■ **Task 1**:
Recast the records as a JSON list of strings, one string per line, from the first line of the records up to and including the line with "POLYGON ((234 82, 227". Leave out blank lines.

■ **Document section**:

>> begin

What is the future of Russian Intelligentsia?

In understanding the future of the Russian Intelligentsia, it is important to trace its origins and the height of its influence in the nineteen and twentieth century. Unlike the early European men of letters, who were independently engaged professionally in disseminating ideas, early Russian intelligentsia was a phenomenally single-minded class of people frustrated with the notion of being born in Russia. As Pushkin wrote: "it was the devil himself who had me born, intelligent and talented, in Russia". Pushkin, like many other intellectuals of his day, struggled under the constant stress of the national pride and Russian identity. He romanticized Russian traditions and reinvented folk customs in his writings to justify the value of the Russian soul. Such struggle with embracing the Russian origins led Russian intellectuals to form a social group that shared a unique social identity.

This group originally emerged from the dissident members of the nobility, such as Radischchev (one of the first Russian authors to criticize socio-economic conditions in Russia at the time of Catherine the Great, which earned him an exile to Siberia). The group grew and solidified in the later years to criticize the inhumanities of serfdom and to oppose the fundamental iniquities and barbarities of tsarism. Scientists, painters, authors, professionals, teachers and lawyers in particular, represented the critical Russian intelligentsia. The intensity of their criticism evolved over time from subtle remarks of Turgenev in the “Fathers and Sons” and reproduction of the pain and suffering of the lower society by Repin in his painting “The Barge Haulers”, to the stern sermons of Tolstoy, followed by fervent anti tsar movement of the emotionally committed Decembrists, to a final militant action of Lenin that ultimately lead to political violence and assassination of the tsar and his government officials.

>> end

■ **Data excerpts**:

>> begin

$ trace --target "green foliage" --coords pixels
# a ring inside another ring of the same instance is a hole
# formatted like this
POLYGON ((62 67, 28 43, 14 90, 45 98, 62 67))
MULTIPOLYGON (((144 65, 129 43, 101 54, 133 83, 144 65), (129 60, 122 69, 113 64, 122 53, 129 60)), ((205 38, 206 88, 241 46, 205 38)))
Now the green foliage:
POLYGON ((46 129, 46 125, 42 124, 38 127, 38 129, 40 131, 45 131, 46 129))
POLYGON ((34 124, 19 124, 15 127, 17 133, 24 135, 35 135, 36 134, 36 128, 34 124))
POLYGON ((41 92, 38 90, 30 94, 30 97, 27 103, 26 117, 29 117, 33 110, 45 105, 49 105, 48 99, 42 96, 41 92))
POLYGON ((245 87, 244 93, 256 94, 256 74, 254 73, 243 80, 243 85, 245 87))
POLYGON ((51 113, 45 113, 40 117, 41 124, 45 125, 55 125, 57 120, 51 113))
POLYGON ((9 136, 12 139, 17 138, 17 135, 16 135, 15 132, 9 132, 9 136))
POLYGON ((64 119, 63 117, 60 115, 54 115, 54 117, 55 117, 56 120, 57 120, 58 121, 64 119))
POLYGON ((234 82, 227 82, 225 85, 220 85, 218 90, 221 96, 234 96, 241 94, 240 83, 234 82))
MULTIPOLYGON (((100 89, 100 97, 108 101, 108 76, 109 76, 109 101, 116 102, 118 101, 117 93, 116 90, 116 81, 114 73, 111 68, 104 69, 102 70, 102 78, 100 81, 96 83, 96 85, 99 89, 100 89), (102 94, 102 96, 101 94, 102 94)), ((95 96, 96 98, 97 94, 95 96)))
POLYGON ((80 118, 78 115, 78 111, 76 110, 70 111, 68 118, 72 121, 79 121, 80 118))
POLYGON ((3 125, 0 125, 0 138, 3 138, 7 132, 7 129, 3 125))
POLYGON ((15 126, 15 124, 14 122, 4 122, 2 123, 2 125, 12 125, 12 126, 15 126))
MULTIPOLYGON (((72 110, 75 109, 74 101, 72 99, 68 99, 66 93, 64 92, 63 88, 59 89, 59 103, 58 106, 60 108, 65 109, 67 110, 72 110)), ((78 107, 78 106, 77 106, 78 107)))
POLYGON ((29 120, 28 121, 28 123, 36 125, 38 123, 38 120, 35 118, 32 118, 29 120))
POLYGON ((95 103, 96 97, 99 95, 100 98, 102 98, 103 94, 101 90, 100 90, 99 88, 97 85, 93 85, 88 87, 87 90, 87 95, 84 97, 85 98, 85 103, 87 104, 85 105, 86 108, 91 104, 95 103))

>> end

■ **Task 2**:
In the text about the Russian intelligentsia, which painting by Repin is named as showing the pain and suffering of the lower society?

■ **Problem solution 1**:
[
  "$ trace --target \"green foliage\" --coords pixels",
  "# a ring inside another ring of the same instance is a hole",
  "# formatted like this",
  "POLYGON ((62 67, 28 43, 14 90, 45 98, 62 67))",
  "MULTIPOLYGON (((144 65, 129 43, 101 54, 133 83, 144 65), (129 60, 122 69, 113 64, 122 53, 129 60)), ((205 38, 206 88, 241 46, 205 38)))",
  "Now the green foliage:",
  "POLYGON ((46 129, 46 125, 42 124, 38 127, 38 129, 40 131, 45 131, 46 129))",
  "POLYGON ((34 124, 19 124, 15 127, 17 133, 24 135, 35 135, 36 134, 36 128, 34 124))",
  "POLYGON ((41 92, 38 90, 30 94, 30 97, 27 103, 26 117, 29 117, 33 110, 45 105, 49 105, 48 99, 42 96, 41 92))",
  "POLYGON ((245 87, 244 93, 256 94, 256 74, 254 73, 243 80, 243 85, 245 87))",
  "POLYGON ((51 113, 45 113, 40 117, 41 124, 45 125, 55 125, 57 120, 51 113))",
  "POLYGON ((9 136, 12 139, 17 138, 17 135, 16 135, 15 132, 9 132, 9 136))",
  "POLYGON ((64 119, 63 117, 60 115, 54 115, 54 117, 55 117, 56 120, 57 120, 58 121, 64 119))",
  "POLYGON ((234 82, 227 82, 225 85, 220 85, 218 90, 221 96, 234 96, 241 94, 240 83, 234 82))"
]

■ **Problem solution 2**:
"The Barge Haulers"